◆ TEXT ◆
◆ ◆ ◆ ◆

US12248277B2ActiveUtilityA1

Spiral spring for a horological movement and manufacturing method thereof

52
Assignee: NIVAROX FAR SAPriority: Nov 29, 2019Filed: Nov 27, 2020Granted: Mar 11, 2025
Est. expiryNov 29, 2039(~13.4 yrs left)· nominal 20-yr term from priority
G04B 17/066
52
PatentIndex Score
0
Cited by
28
References
24
Claims

Abstract

A method for manufacturing a spiral spring may include: (a) providing a blank with an Nb—Ti core; (b) beta-quenching the blank; (c) deforming the blank in several sequences; (d) winding to form the spiral spring; (e) final heat treatment on the spiral spring. The blank in (a) may include a layer of X including Cu, Sn, Fe, Pt, Pd, Rh, Al, Au, Ni, Ag, Co and Cr or an alloy of one of these elements around the Nb—Ti core. The method may include heat treating to partially transform the layer of X into a layer of X, Ti intermetals around the Nb—Ti core, and may be carried out between (b) and (c) or between two sequences of (c). The method may include removing the part of the layer of X, which may be carried out between (b) and (c), between two sequences of (c) or between (c) and (d).

Claims

exact text as granted — not AI-modified
The invention claimed is: 
     
       1. A method for manufacturing a spiral spring suitable to equip a balance wheel of a horological movement, the method comprising:
 (b) beta-quenching a blank comprising an Nb—Ti core consisting of titanium, one or more trace elements, and a remainder of niobium, so that the titanium of the Nb—Ti core is in the form of a solid solution with the niobium in beta-phase, the trace elements being O, H, C, Fe, Ta, N, Ni, Si, Cu, and/or Al, each of the trace elements being present in a range of from 0 to 1600 ppm by weight, a total amount of all of the elements being in a range of from 0 to 0.3 wt. %; 
 (c) deforming the blank in at least two sequences; 
 (d) winding in order to form the spiral spring; and 
 (e) final heat treatment on the spiral spring; 
 wherein either (i) the blank in the beta-quenching (b) comprises, around the Nb—Ti core, a layer of X with a material X comprising Cu, Sn, Fe, Pt, Pd, Rh, Al, Au, Ni, Ag, Co, and/or Cr, or (ii) the method comprises supplying the material X around the Nb—Ti core to form the layer of X anytime between before the beta-quenching and the deforming (c), 
 wherein the method further comprises a transformative heat treatment for a time period in a range of from 15 minutes to 100 hours, at a temperature in a range of from 200 to 900° C., to partially transform the layer of X into a layer of X,Ti intermetals around the Nb—Ti core, the blank thus successively comprising the Nb—Ti core, the layer of X, Ti intermetals, and part of the layer of X, the transformative heat treatment being carried out between the beta-quenching (b) and the deforming (c) or between two sequences of the deforming (c), 
 wherein the layer of X,Ti intermetals has a thickness in a range of from 20 nm to 10 μm, and 
 wherein the method further comprises removing the part of the layer of X, the removing being carried out between the beta-quenching (b) and the deforming (c), between two sequences of the deforming (c), or between the deforming (c) and the winding (d).

◆ ◆ ◆ ◆

◆ DIRECTION ◆
Reproduce a passage of the patent text, starting at the words containing "A method for manufacturing a spiral spring may" and ending after "(c) and (d).".

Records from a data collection
◆ ◆ ◆ ◆

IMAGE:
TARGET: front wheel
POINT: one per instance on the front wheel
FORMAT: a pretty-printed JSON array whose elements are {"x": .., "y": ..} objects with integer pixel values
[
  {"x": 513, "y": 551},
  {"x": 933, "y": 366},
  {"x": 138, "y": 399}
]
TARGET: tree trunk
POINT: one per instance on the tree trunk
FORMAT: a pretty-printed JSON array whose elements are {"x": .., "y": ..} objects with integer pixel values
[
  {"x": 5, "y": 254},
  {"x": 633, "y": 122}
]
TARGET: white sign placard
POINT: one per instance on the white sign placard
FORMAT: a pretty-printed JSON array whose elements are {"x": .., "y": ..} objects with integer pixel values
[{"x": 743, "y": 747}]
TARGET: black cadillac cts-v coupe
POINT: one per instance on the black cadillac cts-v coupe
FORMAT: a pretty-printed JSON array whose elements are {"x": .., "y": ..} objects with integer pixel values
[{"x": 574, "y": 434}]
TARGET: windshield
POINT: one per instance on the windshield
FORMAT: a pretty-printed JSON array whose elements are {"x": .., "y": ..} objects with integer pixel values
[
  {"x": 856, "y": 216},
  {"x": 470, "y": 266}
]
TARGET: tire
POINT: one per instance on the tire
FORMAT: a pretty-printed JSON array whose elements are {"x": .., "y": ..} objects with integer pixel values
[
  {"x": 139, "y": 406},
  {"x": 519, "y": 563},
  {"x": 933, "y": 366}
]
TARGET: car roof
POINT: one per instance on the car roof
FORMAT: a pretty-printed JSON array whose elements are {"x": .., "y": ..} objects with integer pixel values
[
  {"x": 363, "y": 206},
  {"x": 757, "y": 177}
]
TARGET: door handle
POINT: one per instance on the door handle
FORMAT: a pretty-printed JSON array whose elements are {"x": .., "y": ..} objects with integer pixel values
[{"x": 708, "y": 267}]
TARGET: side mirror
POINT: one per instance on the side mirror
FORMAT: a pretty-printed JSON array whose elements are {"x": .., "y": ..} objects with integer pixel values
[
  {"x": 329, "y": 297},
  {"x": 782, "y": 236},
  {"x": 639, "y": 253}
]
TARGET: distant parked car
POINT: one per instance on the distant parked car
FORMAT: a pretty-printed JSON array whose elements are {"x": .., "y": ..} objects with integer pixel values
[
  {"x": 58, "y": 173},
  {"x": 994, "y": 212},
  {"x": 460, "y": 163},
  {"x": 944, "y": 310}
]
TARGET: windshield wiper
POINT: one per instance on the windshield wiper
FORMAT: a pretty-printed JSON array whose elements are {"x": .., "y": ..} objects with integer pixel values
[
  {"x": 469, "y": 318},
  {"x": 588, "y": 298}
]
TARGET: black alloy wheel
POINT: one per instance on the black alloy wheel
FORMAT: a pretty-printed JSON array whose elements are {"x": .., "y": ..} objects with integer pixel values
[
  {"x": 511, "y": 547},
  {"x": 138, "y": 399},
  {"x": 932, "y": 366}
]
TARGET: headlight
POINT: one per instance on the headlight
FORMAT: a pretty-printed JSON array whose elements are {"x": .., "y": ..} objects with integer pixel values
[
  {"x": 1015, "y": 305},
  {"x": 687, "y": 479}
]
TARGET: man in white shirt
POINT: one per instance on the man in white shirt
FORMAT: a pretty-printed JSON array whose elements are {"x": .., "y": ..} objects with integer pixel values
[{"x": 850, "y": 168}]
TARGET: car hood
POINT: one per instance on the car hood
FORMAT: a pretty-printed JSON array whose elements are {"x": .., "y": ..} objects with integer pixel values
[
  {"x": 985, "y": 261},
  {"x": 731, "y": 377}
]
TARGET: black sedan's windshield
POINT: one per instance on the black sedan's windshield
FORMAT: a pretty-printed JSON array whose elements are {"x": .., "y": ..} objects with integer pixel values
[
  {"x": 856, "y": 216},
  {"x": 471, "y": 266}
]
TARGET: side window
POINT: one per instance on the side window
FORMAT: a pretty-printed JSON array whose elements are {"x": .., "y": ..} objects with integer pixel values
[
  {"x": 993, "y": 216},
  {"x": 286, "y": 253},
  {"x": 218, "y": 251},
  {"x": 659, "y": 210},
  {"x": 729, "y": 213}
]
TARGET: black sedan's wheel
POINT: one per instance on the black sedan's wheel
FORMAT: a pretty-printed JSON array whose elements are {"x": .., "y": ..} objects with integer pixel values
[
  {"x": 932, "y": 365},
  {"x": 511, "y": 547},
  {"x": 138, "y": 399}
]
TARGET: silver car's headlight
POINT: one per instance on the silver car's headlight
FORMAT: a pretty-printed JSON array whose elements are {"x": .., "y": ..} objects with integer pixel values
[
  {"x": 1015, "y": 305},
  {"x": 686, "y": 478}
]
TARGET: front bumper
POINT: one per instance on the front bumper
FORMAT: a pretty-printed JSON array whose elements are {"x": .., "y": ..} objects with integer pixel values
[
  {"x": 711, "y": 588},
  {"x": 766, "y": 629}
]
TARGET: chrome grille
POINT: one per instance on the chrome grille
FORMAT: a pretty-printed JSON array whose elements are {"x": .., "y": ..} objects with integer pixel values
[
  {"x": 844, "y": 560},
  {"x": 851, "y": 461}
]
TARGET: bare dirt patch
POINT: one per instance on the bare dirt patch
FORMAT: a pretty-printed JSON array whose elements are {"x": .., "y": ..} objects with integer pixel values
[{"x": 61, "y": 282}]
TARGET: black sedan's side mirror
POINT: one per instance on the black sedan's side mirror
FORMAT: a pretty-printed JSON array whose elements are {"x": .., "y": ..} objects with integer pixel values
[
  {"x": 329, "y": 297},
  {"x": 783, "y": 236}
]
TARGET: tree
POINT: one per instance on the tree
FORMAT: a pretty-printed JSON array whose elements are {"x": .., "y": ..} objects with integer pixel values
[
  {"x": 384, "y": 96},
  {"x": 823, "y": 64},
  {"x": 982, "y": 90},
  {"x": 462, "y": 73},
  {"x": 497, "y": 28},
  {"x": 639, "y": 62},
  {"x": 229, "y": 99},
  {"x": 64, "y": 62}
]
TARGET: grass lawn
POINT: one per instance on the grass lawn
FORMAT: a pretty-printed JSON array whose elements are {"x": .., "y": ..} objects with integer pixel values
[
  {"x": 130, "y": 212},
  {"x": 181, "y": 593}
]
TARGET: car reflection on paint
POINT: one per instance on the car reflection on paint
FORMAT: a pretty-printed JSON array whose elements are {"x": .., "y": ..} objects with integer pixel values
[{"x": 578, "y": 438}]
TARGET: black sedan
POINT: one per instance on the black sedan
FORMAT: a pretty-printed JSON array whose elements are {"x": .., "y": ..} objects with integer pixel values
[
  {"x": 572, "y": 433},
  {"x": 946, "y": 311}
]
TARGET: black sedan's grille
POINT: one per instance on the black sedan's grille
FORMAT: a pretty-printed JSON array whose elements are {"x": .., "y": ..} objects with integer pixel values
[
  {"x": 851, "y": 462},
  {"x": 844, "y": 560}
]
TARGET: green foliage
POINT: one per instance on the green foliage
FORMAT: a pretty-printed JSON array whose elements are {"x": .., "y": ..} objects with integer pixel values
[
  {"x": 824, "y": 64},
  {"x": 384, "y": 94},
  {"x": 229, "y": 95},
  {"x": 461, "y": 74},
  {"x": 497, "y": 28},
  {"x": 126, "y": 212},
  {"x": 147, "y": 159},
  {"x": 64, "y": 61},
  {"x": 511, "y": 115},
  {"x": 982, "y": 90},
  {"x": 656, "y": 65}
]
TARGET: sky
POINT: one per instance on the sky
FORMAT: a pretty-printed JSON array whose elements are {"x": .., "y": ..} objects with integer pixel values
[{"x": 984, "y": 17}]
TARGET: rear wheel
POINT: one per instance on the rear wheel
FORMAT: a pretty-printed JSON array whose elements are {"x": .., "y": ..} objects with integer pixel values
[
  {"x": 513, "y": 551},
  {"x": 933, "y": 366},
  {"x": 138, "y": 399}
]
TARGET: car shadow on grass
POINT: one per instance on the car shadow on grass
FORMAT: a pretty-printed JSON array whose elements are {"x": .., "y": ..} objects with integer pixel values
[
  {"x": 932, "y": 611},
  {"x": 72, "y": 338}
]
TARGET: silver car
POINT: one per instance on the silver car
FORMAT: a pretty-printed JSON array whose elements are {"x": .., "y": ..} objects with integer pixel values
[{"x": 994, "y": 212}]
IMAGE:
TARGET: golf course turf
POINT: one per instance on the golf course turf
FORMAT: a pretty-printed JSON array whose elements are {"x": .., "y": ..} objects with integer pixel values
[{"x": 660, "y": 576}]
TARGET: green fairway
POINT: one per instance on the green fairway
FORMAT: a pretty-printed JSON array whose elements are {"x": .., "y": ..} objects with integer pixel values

◆ ◆ ◆ ◆

◆ WRITTEN ANSWER ◆
A method for manufacturing a spiral spring may include: (a) providing a blank with an Nb—Ti core; (b) beta-quenching the blank; (c) deforming the blank in several sequences; (d) winding to form the spiral spring; (e) final heat treatment on the spiral spring. The blank in (a) may include a layer of X including Cu, Sn, Fe, Pt, Pd, Rh, Al, Au, Ni, Ag, Co and Cr or an alloy of one of these elements around the Nb—Ti core. The method may include heat treating to partially transform the layer of X into a layer of X, Ti intermetals around the Nb—Ti core, and may be carried out between (b) and (c) or between two sequences of (c). The method may include removing the part of the layer of X, which may be carried out between (b) and (c), between two sequences of (c) or between (c) and (d).